■ **Required work**
Using the records below, please work out how many lines contain "blue"; answer with the number alone.

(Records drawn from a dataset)
__________

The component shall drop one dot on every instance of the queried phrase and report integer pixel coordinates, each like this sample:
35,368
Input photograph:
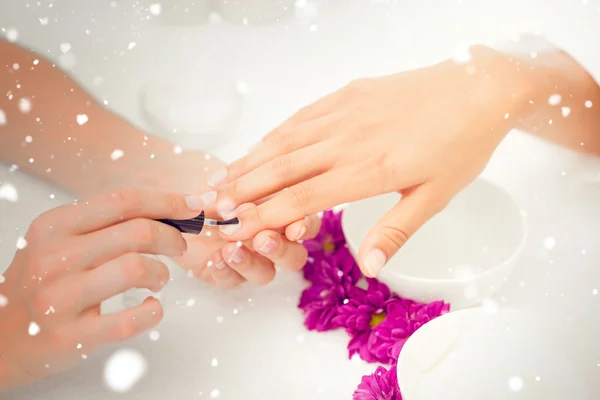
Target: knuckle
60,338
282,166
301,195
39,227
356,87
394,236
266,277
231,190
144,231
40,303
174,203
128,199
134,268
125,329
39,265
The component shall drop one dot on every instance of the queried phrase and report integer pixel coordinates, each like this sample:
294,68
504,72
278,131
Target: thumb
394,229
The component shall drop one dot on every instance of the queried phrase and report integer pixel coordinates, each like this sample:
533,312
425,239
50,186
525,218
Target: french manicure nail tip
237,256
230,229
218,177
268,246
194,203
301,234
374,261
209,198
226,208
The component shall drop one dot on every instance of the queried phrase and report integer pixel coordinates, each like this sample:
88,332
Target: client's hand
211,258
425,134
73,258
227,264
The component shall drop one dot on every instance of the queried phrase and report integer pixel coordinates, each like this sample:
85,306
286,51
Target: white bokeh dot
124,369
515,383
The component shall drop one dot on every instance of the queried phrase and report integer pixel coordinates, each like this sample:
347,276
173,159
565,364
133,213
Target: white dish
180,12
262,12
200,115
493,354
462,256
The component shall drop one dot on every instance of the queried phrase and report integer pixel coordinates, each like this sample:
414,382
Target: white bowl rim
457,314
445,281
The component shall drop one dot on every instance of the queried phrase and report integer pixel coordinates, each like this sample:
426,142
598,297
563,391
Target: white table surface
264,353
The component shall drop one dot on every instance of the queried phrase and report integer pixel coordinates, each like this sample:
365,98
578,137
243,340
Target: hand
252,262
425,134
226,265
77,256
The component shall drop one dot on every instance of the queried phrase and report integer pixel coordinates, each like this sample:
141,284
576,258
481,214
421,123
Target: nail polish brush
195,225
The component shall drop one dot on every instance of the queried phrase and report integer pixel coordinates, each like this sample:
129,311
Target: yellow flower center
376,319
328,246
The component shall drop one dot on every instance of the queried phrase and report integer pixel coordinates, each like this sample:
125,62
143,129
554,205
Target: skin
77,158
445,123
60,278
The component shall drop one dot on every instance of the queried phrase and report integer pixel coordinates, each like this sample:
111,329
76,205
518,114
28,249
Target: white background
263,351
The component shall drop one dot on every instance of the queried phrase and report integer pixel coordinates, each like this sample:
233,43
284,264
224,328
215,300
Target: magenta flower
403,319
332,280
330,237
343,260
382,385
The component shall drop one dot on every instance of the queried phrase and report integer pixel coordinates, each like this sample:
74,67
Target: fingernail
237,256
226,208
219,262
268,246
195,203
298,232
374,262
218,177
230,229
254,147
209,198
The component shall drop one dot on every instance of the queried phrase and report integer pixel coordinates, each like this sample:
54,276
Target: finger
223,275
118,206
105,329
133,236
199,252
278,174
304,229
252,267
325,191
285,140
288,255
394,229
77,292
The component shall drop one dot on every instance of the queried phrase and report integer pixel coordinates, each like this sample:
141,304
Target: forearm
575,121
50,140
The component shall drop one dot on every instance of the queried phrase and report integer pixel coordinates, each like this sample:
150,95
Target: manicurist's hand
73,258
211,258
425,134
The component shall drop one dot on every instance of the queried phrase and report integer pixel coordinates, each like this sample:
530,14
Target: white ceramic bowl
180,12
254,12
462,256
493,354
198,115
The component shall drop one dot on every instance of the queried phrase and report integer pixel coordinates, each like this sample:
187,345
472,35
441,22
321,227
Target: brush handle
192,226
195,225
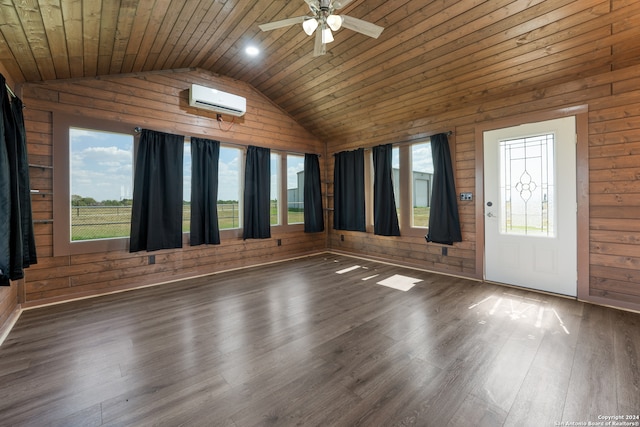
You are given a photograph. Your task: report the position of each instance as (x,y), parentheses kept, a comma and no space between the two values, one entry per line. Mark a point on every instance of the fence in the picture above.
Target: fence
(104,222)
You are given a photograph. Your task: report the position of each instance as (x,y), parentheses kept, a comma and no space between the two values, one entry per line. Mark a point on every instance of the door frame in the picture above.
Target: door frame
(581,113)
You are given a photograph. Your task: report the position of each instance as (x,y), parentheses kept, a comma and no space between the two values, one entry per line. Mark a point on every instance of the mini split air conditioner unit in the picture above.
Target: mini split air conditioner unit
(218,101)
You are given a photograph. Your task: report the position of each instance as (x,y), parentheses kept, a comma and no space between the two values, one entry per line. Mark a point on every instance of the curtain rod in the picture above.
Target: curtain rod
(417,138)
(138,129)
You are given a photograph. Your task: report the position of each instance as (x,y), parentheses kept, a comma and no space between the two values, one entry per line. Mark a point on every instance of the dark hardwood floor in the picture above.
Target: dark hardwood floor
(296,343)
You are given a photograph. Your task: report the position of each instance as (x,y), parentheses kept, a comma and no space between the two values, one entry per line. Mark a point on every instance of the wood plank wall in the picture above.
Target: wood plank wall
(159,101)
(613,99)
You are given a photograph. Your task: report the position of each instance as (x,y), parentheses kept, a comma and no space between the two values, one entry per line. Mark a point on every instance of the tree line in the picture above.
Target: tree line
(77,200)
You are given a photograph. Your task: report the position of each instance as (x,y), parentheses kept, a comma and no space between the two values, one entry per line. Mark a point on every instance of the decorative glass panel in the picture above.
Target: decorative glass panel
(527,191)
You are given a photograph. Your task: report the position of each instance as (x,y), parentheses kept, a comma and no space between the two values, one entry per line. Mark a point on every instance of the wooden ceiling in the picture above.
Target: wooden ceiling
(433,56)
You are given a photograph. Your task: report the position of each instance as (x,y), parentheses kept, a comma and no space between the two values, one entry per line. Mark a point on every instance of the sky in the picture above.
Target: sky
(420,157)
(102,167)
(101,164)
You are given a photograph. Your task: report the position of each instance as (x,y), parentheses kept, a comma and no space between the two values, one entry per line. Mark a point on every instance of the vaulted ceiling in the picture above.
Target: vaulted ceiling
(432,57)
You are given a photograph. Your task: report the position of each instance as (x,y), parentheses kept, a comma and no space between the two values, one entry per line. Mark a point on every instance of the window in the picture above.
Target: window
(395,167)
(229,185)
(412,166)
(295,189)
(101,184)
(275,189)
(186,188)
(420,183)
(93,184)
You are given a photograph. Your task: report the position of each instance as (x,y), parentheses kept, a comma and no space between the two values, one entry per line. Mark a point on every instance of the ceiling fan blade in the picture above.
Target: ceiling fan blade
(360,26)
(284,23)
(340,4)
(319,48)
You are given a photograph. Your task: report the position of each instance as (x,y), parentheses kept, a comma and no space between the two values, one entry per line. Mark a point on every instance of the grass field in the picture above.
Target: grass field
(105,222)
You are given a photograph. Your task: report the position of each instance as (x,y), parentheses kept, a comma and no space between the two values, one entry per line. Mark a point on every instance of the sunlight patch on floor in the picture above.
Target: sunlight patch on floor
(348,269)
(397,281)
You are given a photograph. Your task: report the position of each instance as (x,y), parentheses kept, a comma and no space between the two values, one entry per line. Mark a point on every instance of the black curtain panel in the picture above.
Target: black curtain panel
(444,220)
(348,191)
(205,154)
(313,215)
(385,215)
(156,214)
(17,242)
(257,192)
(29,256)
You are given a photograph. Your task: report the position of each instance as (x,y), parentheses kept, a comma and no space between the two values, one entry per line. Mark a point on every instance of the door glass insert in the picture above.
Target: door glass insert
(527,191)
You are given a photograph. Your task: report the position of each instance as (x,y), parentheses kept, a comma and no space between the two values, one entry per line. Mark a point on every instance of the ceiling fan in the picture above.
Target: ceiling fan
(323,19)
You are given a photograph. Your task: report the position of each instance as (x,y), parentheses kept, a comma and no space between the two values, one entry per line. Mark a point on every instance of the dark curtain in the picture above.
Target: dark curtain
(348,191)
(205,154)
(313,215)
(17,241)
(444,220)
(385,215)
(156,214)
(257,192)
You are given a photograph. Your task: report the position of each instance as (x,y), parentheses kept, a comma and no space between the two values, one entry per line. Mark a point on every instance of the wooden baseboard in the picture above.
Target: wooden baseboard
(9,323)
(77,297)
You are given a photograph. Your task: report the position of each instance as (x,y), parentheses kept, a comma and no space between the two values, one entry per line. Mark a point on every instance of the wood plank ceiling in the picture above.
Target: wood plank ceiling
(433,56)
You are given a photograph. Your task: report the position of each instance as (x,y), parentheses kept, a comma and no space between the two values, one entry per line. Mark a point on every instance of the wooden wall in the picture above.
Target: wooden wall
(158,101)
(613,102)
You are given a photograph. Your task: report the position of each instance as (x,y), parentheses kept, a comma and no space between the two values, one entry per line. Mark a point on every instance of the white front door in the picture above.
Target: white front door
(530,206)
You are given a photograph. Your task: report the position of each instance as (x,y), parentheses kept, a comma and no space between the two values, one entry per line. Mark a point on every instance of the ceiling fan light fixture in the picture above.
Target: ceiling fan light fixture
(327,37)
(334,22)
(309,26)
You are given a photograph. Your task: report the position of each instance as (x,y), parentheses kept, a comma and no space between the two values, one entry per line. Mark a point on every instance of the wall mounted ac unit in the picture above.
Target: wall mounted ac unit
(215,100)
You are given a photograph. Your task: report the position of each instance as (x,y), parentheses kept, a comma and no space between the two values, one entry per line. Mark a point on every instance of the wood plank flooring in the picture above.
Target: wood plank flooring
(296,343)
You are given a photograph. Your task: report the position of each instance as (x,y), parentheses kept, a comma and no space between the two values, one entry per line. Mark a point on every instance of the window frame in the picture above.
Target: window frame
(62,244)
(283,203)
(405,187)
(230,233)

__________

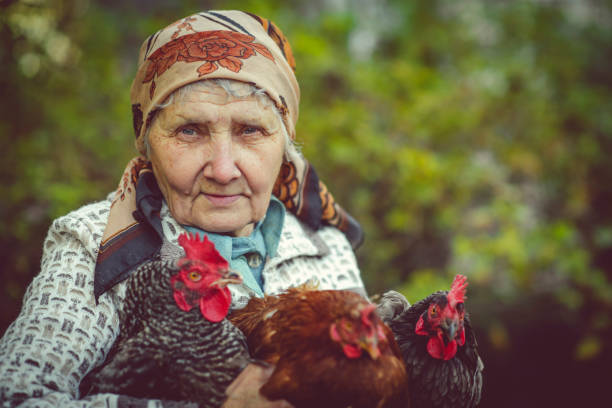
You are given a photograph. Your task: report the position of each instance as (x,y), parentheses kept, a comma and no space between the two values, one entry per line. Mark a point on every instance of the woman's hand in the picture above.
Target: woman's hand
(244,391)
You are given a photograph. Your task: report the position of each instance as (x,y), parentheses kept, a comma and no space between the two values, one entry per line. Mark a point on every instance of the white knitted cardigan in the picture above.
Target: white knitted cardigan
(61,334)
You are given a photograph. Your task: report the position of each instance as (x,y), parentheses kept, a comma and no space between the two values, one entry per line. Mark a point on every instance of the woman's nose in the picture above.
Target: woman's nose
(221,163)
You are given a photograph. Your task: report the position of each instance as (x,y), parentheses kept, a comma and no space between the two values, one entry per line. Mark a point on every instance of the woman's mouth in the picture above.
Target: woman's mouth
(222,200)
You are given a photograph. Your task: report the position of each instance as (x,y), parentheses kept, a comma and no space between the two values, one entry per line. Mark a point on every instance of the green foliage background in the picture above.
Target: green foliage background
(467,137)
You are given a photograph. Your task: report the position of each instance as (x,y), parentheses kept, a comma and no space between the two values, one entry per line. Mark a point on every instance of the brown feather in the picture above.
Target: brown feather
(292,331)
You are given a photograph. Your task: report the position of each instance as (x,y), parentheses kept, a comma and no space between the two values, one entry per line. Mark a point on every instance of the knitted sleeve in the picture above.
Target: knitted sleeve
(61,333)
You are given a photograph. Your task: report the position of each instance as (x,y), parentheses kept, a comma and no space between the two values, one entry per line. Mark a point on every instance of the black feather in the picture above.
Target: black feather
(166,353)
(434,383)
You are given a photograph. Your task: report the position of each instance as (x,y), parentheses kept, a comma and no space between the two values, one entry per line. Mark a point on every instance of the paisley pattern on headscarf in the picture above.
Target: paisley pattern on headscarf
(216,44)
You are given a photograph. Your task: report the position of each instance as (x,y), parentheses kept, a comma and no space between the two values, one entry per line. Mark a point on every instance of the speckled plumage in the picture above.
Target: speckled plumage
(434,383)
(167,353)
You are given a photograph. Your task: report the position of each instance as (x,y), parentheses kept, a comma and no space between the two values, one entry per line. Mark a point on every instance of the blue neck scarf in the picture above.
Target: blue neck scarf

__________

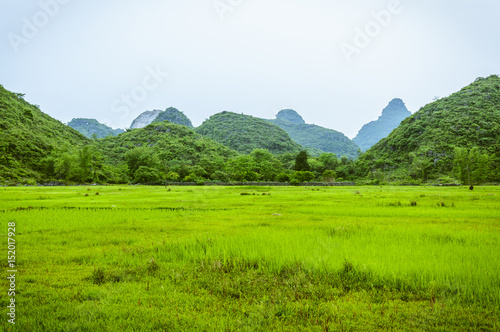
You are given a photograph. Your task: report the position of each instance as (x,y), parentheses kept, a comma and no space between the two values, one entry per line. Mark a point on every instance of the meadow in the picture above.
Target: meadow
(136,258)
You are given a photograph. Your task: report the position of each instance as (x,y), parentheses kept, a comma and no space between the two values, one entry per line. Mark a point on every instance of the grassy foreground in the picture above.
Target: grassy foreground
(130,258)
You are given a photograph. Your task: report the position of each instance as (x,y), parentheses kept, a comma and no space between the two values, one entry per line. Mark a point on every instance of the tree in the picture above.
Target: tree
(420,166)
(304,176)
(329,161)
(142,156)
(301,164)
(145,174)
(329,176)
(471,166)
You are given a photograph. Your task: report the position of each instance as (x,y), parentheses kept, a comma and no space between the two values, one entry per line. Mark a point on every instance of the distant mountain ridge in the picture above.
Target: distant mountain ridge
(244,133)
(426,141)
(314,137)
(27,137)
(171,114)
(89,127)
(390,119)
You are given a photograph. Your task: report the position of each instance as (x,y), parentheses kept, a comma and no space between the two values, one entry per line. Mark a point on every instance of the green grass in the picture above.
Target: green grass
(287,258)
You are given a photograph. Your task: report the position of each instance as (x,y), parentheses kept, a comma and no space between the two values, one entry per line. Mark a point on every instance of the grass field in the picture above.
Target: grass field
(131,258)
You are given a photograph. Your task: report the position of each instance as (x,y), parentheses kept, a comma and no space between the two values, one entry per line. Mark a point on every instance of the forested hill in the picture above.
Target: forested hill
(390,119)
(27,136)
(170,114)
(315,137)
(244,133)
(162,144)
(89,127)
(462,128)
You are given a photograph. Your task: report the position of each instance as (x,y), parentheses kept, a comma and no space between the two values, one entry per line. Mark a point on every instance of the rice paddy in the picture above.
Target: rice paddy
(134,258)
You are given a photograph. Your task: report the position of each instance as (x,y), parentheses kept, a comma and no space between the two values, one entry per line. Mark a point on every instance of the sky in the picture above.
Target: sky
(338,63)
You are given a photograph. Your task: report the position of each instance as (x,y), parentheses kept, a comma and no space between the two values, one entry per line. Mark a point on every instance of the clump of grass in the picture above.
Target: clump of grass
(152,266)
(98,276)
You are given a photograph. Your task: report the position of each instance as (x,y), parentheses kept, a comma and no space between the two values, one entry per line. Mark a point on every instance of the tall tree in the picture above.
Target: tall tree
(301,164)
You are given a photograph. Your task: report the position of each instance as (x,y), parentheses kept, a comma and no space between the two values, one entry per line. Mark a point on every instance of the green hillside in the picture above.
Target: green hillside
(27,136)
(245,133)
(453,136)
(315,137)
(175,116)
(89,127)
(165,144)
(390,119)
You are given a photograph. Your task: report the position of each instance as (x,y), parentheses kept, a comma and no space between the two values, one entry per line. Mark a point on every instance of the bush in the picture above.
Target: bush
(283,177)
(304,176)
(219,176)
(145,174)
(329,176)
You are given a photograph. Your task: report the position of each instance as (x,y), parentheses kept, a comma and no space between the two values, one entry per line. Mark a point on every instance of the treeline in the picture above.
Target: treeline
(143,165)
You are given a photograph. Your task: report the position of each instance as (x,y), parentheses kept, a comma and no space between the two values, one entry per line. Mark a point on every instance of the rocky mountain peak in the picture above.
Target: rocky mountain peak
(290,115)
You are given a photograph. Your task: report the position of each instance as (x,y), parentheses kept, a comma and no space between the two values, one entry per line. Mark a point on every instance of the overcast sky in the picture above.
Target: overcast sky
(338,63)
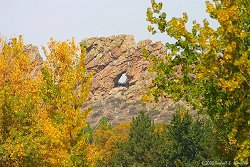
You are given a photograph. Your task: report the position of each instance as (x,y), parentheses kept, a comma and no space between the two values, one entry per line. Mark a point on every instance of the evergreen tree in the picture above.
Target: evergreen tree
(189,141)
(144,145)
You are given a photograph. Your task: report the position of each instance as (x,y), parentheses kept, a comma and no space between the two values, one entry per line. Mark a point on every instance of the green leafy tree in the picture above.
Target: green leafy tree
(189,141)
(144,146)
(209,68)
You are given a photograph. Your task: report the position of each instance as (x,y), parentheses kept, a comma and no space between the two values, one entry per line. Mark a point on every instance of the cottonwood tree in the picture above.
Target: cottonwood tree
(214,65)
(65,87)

__________

■ **Response box**
2